## Start DATA PROVIDED
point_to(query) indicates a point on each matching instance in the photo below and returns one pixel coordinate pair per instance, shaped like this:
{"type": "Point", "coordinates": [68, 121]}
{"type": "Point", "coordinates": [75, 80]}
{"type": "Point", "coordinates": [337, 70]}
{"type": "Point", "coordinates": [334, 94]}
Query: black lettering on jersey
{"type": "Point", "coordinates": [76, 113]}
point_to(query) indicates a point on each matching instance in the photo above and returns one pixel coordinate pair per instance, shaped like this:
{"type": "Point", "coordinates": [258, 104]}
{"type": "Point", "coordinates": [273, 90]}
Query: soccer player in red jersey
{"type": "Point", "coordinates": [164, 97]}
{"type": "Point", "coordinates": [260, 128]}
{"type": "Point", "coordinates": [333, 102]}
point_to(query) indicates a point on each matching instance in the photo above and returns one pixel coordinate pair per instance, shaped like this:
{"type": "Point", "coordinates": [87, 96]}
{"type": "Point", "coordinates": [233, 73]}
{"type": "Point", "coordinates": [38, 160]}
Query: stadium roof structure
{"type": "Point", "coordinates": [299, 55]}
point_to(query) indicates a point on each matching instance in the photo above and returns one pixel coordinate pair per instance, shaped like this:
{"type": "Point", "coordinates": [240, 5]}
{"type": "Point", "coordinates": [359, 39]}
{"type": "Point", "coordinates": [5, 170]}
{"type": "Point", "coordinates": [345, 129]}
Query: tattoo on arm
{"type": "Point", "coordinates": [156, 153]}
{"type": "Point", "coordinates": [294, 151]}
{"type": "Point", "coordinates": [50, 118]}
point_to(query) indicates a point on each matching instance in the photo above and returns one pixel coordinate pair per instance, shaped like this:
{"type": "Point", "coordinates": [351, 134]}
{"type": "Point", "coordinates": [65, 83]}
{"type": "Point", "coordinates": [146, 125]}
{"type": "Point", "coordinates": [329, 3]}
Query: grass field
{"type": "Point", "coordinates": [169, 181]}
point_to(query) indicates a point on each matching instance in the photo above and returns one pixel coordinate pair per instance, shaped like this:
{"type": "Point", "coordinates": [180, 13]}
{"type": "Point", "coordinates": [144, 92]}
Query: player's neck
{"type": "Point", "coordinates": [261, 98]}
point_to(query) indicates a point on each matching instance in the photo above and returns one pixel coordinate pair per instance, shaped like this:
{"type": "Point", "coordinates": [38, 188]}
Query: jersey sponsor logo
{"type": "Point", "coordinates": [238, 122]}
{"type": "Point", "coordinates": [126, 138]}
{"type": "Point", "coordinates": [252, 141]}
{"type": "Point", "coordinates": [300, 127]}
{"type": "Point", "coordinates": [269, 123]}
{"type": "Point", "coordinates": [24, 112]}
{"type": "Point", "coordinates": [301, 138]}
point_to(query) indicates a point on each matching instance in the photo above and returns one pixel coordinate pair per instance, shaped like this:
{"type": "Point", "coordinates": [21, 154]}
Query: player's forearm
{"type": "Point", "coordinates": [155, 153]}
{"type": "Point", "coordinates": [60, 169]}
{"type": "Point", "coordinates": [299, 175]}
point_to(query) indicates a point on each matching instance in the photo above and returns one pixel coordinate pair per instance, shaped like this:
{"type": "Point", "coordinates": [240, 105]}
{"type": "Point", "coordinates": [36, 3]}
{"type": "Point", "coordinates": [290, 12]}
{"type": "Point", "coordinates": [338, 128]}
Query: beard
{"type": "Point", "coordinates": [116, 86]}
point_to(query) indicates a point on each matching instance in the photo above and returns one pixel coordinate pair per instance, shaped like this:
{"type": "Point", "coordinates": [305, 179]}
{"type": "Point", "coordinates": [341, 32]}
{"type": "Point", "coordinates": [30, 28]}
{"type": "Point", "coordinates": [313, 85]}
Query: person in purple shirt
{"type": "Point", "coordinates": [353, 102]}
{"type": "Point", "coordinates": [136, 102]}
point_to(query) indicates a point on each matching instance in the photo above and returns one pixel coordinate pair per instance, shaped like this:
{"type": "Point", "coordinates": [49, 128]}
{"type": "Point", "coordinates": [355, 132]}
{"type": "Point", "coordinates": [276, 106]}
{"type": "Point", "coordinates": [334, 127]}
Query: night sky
## End DATA PROVIDED
WRITTEN REQUEST ▸
Write the complete data out, exactly as above.

RESPONSE TO THE TASK ▸
point_to(query) indicates a point on each matching instance in the photo below and returns one pixel coordinate pair per instance, shaped like this:
{"type": "Point", "coordinates": [68, 121]}
{"type": "Point", "coordinates": [75, 80]}
{"type": "Point", "coordinates": [337, 70]}
{"type": "Point", "coordinates": [334, 94]}
Query: black lettering on jersey
{"type": "Point", "coordinates": [76, 113]}
point_to(query) indicates a point on each matching instance in the photo above and returns one pixel coordinate pair per instance, shaped like this:
{"type": "Point", "coordinates": [258, 104]}
{"type": "Point", "coordinates": [273, 90]}
Query: soccer player in red jersey
{"type": "Point", "coordinates": [164, 97]}
{"type": "Point", "coordinates": [260, 128]}
{"type": "Point", "coordinates": [333, 102]}
point_to(query) indicates a point on each matching instance in the photo above and returns one pixel coordinate pair per instance, shaped like this:
{"type": "Point", "coordinates": [87, 96]}
{"type": "Point", "coordinates": [233, 73]}
{"type": "Point", "coordinates": [38, 160]}
Query: stadium roof structure
{"type": "Point", "coordinates": [299, 55]}
point_to(query) indicates a point on each matching instance in the photo above and returns one pixel coordinate pair per instance, shaped like this:
{"type": "Point", "coordinates": [240, 5]}
{"type": "Point", "coordinates": [359, 39]}
{"type": "Point", "coordinates": [5, 170]}
{"type": "Point", "coordinates": [345, 129]}
Query: tattoo on arm
{"type": "Point", "coordinates": [156, 153]}
{"type": "Point", "coordinates": [294, 151]}
{"type": "Point", "coordinates": [50, 118]}
point_to(query) indicates a point on each matching instance in the photo above and returns one pixel coordinate pair per instance, shaped like this:
{"type": "Point", "coordinates": [351, 134]}
{"type": "Point", "coordinates": [65, 83]}
{"type": "Point", "coordinates": [146, 125]}
{"type": "Point", "coordinates": [329, 3]}
Query: grass field
{"type": "Point", "coordinates": [169, 181]}
point_to(query) indicates a point on each matching instance in the photo above and returns one pixel coordinate pair per instance, shaped like this:
{"type": "Point", "coordinates": [180, 13]}
{"type": "Point", "coordinates": [144, 92]}
Query: player's neck
{"type": "Point", "coordinates": [261, 98]}
point_to(query) indicates a point on each matching instance in the photo above and returns one pixel coordinate pair per instance, shaped like this:
{"type": "Point", "coordinates": [38, 188]}
Query: jersey sponsor logo
{"type": "Point", "coordinates": [238, 122]}
{"type": "Point", "coordinates": [126, 138]}
{"type": "Point", "coordinates": [252, 141]}
{"type": "Point", "coordinates": [300, 127]}
{"type": "Point", "coordinates": [269, 123]}
{"type": "Point", "coordinates": [24, 112]}
{"type": "Point", "coordinates": [301, 138]}
point_to(query) indicates a point on each matching instance in the photo above and returns one pixel coordinate pair per instance, shaped like this:
{"type": "Point", "coordinates": [21, 154]}
Query: player's forearm
{"type": "Point", "coordinates": [155, 153]}
{"type": "Point", "coordinates": [60, 169]}
{"type": "Point", "coordinates": [299, 175]}
point_to(query) indicates a point on each matching instance in the photo above and returns one pixel coordinate pair per instance, shaped like this:
{"type": "Point", "coordinates": [240, 105]}
{"type": "Point", "coordinates": [36, 3]}
{"type": "Point", "coordinates": [290, 12]}
{"type": "Point", "coordinates": [338, 128]}
Query: beard
{"type": "Point", "coordinates": [116, 86]}
point_to(query) indicates a point on each matching instance in the photo above and returns one pixel coordinate pair per instance, shaped like this:
{"type": "Point", "coordinates": [305, 179]}
{"type": "Point", "coordinates": [341, 32]}
{"type": "Point", "coordinates": [30, 28]}
{"type": "Point", "coordinates": [313, 85]}
Query: person in purple shirt
{"type": "Point", "coordinates": [353, 102]}
{"type": "Point", "coordinates": [136, 102]}
point_to(query) indicates a point on each matching instance in the photo above and returns one pixel coordinate pair per instance, shaped like this:
{"type": "Point", "coordinates": [49, 128]}
{"type": "Point", "coordinates": [355, 132]}
{"type": "Point", "coordinates": [276, 106]}
{"type": "Point", "coordinates": [334, 127]}
Query: night sky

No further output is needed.